Referring expression pointing data
==============================

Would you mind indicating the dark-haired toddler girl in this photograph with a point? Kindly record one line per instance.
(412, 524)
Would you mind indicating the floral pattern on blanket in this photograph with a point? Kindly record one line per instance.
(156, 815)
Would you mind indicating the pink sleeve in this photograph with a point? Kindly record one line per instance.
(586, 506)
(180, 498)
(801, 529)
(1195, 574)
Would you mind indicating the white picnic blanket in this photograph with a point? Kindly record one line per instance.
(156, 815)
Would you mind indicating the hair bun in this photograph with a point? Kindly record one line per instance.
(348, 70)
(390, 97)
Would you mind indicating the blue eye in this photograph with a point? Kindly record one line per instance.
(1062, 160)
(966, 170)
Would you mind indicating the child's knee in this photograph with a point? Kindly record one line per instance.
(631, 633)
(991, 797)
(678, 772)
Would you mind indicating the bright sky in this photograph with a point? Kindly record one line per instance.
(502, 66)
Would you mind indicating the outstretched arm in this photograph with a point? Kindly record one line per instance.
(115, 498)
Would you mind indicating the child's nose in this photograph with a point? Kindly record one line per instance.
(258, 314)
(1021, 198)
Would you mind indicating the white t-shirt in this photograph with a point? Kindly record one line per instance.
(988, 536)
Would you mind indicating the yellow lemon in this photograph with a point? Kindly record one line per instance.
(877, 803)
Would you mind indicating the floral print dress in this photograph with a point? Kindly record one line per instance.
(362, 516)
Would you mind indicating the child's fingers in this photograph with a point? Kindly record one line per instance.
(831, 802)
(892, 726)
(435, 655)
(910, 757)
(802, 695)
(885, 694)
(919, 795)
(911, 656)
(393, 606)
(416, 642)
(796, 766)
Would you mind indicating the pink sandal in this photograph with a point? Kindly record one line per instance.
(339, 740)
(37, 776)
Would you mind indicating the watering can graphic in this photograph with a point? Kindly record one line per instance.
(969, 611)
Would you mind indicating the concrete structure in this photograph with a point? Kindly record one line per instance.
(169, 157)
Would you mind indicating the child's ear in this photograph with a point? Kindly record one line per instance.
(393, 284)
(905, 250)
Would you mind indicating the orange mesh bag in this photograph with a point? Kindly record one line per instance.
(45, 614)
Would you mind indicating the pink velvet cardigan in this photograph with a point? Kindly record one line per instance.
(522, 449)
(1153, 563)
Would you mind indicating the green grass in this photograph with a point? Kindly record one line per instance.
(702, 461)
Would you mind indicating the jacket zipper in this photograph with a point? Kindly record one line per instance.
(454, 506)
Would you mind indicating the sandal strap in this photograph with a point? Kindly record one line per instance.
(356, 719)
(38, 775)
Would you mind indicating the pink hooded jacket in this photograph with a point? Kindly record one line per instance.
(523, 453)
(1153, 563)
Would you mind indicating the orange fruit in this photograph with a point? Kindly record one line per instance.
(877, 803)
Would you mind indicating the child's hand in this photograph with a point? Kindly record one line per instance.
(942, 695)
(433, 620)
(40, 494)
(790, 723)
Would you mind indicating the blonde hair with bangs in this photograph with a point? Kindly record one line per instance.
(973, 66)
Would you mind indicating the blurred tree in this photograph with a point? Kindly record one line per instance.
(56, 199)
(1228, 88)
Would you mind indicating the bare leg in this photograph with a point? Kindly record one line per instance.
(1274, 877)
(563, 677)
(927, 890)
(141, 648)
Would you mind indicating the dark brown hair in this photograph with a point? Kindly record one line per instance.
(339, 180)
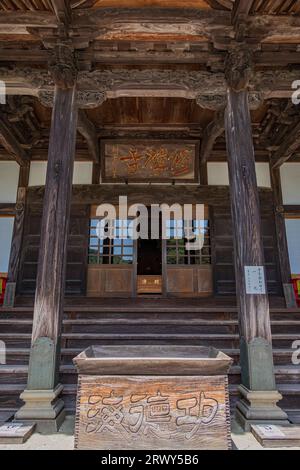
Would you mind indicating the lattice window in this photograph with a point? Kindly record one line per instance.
(176, 251)
(112, 250)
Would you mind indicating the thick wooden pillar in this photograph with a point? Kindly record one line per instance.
(258, 388)
(42, 403)
(17, 237)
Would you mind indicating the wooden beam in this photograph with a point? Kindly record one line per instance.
(10, 143)
(88, 131)
(62, 9)
(241, 9)
(7, 209)
(288, 148)
(214, 130)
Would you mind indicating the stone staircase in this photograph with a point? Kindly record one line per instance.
(84, 326)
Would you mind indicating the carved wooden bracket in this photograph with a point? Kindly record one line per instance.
(94, 87)
(239, 67)
(62, 65)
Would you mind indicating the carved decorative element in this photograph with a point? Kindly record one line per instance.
(62, 66)
(213, 102)
(239, 68)
(85, 99)
(209, 89)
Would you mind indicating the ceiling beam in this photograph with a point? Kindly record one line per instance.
(213, 130)
(241, 9)
(87, 129)
(11, 144)
(288, 148)
(62, 9)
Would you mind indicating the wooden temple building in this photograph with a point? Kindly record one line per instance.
(162, 101)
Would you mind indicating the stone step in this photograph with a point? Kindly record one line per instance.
(21, 355)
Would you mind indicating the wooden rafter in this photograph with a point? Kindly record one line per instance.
(288, 148)
(10, 143)
(213, 130)
(88, 131)
(241, 9)
(62, 9)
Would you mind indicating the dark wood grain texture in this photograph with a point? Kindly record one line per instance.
(55, 225)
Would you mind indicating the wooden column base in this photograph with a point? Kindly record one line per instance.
(44, 408)
(259, 408)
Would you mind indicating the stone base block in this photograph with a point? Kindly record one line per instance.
(44, 408)
(259, 407)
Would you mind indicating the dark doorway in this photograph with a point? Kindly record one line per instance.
(149, 259)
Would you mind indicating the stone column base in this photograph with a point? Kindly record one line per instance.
(44, 408)
(259, 407)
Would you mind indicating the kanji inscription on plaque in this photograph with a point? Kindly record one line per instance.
(152, 413)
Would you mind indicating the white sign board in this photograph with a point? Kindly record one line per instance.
(269, 431)
(255, 280)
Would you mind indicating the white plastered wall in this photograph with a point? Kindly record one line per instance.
(290, 183)
(9, 176)
(82, 173)
(218, 174)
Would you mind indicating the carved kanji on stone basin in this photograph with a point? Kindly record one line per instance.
(170, 398)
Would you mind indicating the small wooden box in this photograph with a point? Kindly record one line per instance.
(152, 398)
(149, 284)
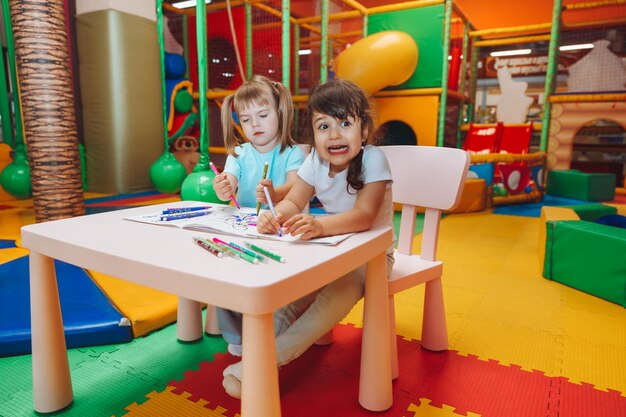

==============================

Reproduce the data above word for word and omit the images.

ANSWER TO THIS PROBLEM
Would you mind indicating the dark-haired toddler girl in this photograph with a point? Kindly record one line per instance.
(412, 524)
Would you mind indicating the floral pattern on blanket in this photograph with a point? Kindly record one line per instance.
(156, 815)
Would you mind indicating the pink sleeve in this photograph with a point? Kindly record one line per instance.
(586, 506)
(180, 498)
(801, 529)
(1195, 574)
Would you mind indicating the white picnic blanket in this photograph with a point? Kindly record one line per instance.
(156, 815)
Would you mind indicating the hair bun in this photograph with a point? Kindly record one line per instance.
(348, 70)
(390, 97)
Would you mind indicating the blue eye in this photograph with a point? Kindly record one line per instance.
(1062, 160)
(966, 170)
Would you mind indicating the child's knee in this photograph with a point? Kindly record one line per instance.
(631, 633)
(991, 797)
(678, 772)
Would you mind indicating the bright sky in this photograph with a point? Kindly record one line per instance.
(502, 66)
Would you mind indicating the outstretched arm in this photograph with a point? Kindly record one line per instance.
(115, 498)
Would you mind indicating the child's nose in this photograph with a point? Kindly record one line per instance.
(258, 314)
(1021, 198)
Would you mind indicating the white t-shirt in this photograph with a point? Kindly record one line per instance.
(988, 536)
Would you mind indicating the yellow lemon in this photograph with a point? Kindly record one line per instance.
(877, 803)
Would you mind indicating the floral print dress in this photograph with a point? Kindly record one line per instance.
(362, 516)
Would you mind indicating the child's fingers in this photograph with a point? Kindly record one line per instance.
(831, 802)
(892, 726)
(435, 655)
(910, 757)
(802, 695)
(885, 694)
(919, 795)
(911, 656)
(393, 606)
(416, 642)
(796, 766)
Would you mind indicating the pink sandal in this photograph with a point? Kindly record one line per instance.
(339, 740)
(37, 776)
Would you mind indicating the watering can graphic in this photograph with a point? Kindly record one line per instance.
(969, 611)
Would you mind indicating the concrete structure in this photograph with a point? Kindly record one line per instance.
(169, 157)
Would you mind indicating the child's ear in this photograph with a point? Kindly record one line per instance.
(393, 284)
(905, 250)
Would you mind indicating the orange mesh bag in this photograph with a point? Kindly record one line per instance.
(45, 614)
Would you mind indicating the pink velvet cardigan in this photograph with a point? Kindly record one line per instance.
(522, 449)
(1153, 563)
Would you mind indicating the green grass in this photograph with a point? Kindly record one line per instance.
(702, 461)
Would you mind indicating the jacket zipper in this photograph with a point? Kindly record one line per instance.
(454, 506)
Would you mind indicating the sandal strap in this photograph with a point? Kindly record one line per instance.
(356, 719)
(38, 775)
Would you mind indicating the pink hooded jacket in this photograph with a point? Kindly record one line per instance.
(523, 453)
(1153, 563)
Would you mind indicating the orange fruit in this photograph with a point? Kindly record one line per instance.
(877, 803)
Would you mind indicating the child's hand in this photograph with a point? Kindly record one line per instance.
(942, 695)
(433, 620)
(40, 494)
(790, 723)
Would you mind indicating the blonde hair with bangs in this photograph with a point? Kindly record one line per instance.
(973, 66)
Would you mind indicating the blurred tree in this photograph with a point? Kindly record one line per instance.
(56, 199)
(1228, 88)
Would you mind indicating the bare leg in this photograph with a point? Kindly record one line per instance.
(1274, 877)
(563, 677)
(927, 890)
(141, 648)
Would you mind indicating the dark brown hair in this photograph with a point? Kindly record one line per instance.
(339, 180)
Would you mind indicating the lattice window in this photograph with a point? Kindly record one line per instance.
(176, 251)
(112, 250)
Would you mind indicating the thick wooden pillar in this photograph with a point? Kindly record one line per instance.
(258, 388)
(42, 403)
(17, 237)
Would you mind indicating the wooden beam in this photograph with a point? Kindly record one line per instance.
(10, 143)
(88, 131)
(62, 9)
(241, 9)
(7, 209)
(288, 148)
(214, 130)
Would you mind indicating the stone staircase in this photograph with a point? Kindly record one line per instance.
(84, 326)
Would you mind indicating the carved wooden bracket in this photograph with a point? Kindly record one line per instance.
(94, 87)
(239, 67)
(62, 65)
Would you mind indicating the carved decorative element in this photograph with a point? Kindly record one line per instance.
(62, 66)
(213, 102)
(239, 68)
(85, 99)
(209, 89)
Would you mind indicating the ceiling beam in this photograph with a point? Kindly record one line per instance.
(213, 130)
(241, 9)
(87, 129)
(11, 144)
(288, 148)
(62, 9)
Would you mind indicating the wooden temple building in this photograph with a point? Kindly record one line per instance.
(162, 101)
Would you mind indicating the stone step in this photograph with a point? Kindly record one line per instance.
(21, 355)
Would you mind indicating the wooden rafter in this photograph with a point? Kindly record one line per instance.
(288, 148)
(10, 143)
(213, 130)
(88, 131)
(241, 9)
(62, 9)
Would you mind indicating the dark wood grain texture in this photograph with a point? Kindly record one line per instance.
(55, 225)
Would you mind indicating the wooden column base in this photograph with a point? Kindly record one line per instance.
(44, 408)
(259, 408)
Would you mind indicating the stone base block in this photograph with a point? Kindly record one line per instance.
(44, 408)
(259, 407)
Would you mind indicating the dark doorway in this photograph with a point? Kindly record one line per instance.
(149, 259)
Would you mind indicating the stone column base in this photograph with a point? Kindly record one line per instance.
(44, 408)
(259, 407)
Would you mind indicating the kanji inscription on plaque in this photograph with a point? Kindly record one line per instance.
(152, 413)
Would you mind indicating the white sign board in this photograph with a point? Kindly record one line per instance.
(269, 431)
(255, 280)
Would you mind indicating the white plastered wall in this photograph with a point? Kindly record one line per instance.
(290, 183)
(9, 176)
(82, 173)
(218, 174)
Would you mind indicating the carved kanji on stone basin in this photograph with a point? Kindly record one line per instance.
(170, 398)
Would you mind indicating the small wooden box in this photograph with a point? Kindly record one line per instance.
(152, 398)
(149, 284)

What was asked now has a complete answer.